■ **Parts of the exercise**
A. In the text on campus dining, rewrite the stretch that starts with the words containing "In addition to" and finishes with "and ground beef.", putting "lentils" in place of "mushrooms".
B. According to the text on campus dining, what does fresh catch Friday offer?
C. Translate this sentence from the text on campus dining into Spanish: "Dining services recently introduced fresh catch Friday, which offers some less common sustainable varieties of seafood."

■ **Text to read**
■ ■ ■ ■ ■
Posters sharing the Menus of Change principles are on display in the dinning halls.

Students might have already noticed some changes on the menu. Dining services recently introduced fresh catch Friday, which offers some less common sustainable varieties of seafood.  

Filtered water dispensers are also coming to all the dining halls as an alternative to sugary drinks – and will be more prominent than the tab on the side of the soda machine. A fresh juice bar, similar to what is available at Harvest, is expected to open up in dining halls in the fall, Charette said.

Dining services has developed a relationship with professors and student groups that grow produce at Rutgers and incorporates those fruits and vegetables in the dining halls whenever possible – fulfilling the Menus of Change principle to eat local, fresh and seasonal.

“The produce was in the sun a couple of hours ago and all of a sudden we are cooking it and serving it in the dining hall,’’ Charette said. “You don’t get any fresher than that.’’

In addition to inspiring a transformation in college dining, Menus of Change gives students an opportunity to get involved with research. Rutgers recently participated in the first Menus of Change study, which tested student reaction to a “blended burger” that mixed mushrooms and ground beef.
■ ■ ■ ■ ■
(Collection entries)
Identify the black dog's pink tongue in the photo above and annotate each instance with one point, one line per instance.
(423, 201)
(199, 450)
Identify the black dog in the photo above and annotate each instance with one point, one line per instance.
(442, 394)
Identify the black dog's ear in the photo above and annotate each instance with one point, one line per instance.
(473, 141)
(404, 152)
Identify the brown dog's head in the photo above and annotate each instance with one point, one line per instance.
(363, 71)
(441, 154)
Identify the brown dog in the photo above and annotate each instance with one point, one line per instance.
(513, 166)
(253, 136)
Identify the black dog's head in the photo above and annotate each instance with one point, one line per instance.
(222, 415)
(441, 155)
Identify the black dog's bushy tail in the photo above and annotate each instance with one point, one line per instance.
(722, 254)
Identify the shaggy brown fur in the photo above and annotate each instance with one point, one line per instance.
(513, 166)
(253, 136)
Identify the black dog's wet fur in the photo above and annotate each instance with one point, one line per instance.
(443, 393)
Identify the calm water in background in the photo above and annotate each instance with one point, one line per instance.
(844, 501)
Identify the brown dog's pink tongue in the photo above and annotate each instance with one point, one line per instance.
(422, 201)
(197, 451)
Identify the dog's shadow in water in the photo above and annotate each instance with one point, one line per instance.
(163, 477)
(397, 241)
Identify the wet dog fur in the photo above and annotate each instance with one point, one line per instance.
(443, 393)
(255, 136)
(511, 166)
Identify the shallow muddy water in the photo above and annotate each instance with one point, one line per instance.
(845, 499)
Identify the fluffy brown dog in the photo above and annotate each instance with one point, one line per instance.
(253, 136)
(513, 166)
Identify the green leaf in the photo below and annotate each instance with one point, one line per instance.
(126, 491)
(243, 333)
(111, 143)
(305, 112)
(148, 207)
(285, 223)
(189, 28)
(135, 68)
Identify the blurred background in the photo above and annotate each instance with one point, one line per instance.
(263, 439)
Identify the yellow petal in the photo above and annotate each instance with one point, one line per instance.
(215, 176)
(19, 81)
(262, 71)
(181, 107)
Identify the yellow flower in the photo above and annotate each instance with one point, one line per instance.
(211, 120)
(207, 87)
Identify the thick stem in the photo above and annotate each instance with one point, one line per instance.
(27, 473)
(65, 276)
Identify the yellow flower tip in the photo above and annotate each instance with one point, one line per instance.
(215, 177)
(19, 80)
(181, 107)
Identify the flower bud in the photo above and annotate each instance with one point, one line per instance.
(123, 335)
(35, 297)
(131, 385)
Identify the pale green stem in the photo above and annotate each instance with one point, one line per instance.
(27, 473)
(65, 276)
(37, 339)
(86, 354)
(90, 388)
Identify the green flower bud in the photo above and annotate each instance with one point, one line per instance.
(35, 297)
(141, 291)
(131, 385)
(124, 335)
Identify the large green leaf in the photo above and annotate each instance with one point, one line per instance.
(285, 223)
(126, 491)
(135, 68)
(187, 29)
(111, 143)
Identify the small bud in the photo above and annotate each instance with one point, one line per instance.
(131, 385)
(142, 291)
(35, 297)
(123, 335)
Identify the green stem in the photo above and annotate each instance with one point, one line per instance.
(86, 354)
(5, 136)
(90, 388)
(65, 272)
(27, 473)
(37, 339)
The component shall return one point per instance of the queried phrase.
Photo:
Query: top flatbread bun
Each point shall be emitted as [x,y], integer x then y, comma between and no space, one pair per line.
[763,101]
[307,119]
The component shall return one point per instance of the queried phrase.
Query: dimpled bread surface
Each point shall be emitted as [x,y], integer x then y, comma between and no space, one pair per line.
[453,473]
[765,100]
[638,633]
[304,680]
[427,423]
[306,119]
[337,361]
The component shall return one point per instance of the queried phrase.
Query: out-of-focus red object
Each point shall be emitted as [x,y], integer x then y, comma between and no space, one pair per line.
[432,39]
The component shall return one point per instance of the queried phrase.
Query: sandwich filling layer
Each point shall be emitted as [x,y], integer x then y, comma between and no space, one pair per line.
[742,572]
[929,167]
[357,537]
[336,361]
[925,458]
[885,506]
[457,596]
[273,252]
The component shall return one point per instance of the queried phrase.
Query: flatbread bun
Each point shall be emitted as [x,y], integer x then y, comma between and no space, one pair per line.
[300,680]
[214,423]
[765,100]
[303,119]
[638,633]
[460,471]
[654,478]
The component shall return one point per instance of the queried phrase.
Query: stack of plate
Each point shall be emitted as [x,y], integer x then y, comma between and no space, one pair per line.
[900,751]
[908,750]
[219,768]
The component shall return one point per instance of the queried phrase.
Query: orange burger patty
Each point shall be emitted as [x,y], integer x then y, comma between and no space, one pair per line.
■ ■ ■ ■ ■
■ **Responses for each task**
A.
In addition to inspiring a transformation in college dining, Menus of Change gives students an opportunity to get involved with research. Rutgers recently participated in the first Menus of Change study, which tested student reaction to a “blended burger” that mixed lentils and ground beef.

B. Some less common sustainable varieties of seafood.

C. Los servicios de comedor introdujeron recientemente el fresh catch Friday, que ofrece algunas variedades sostenibles de productos del mar menos comunes.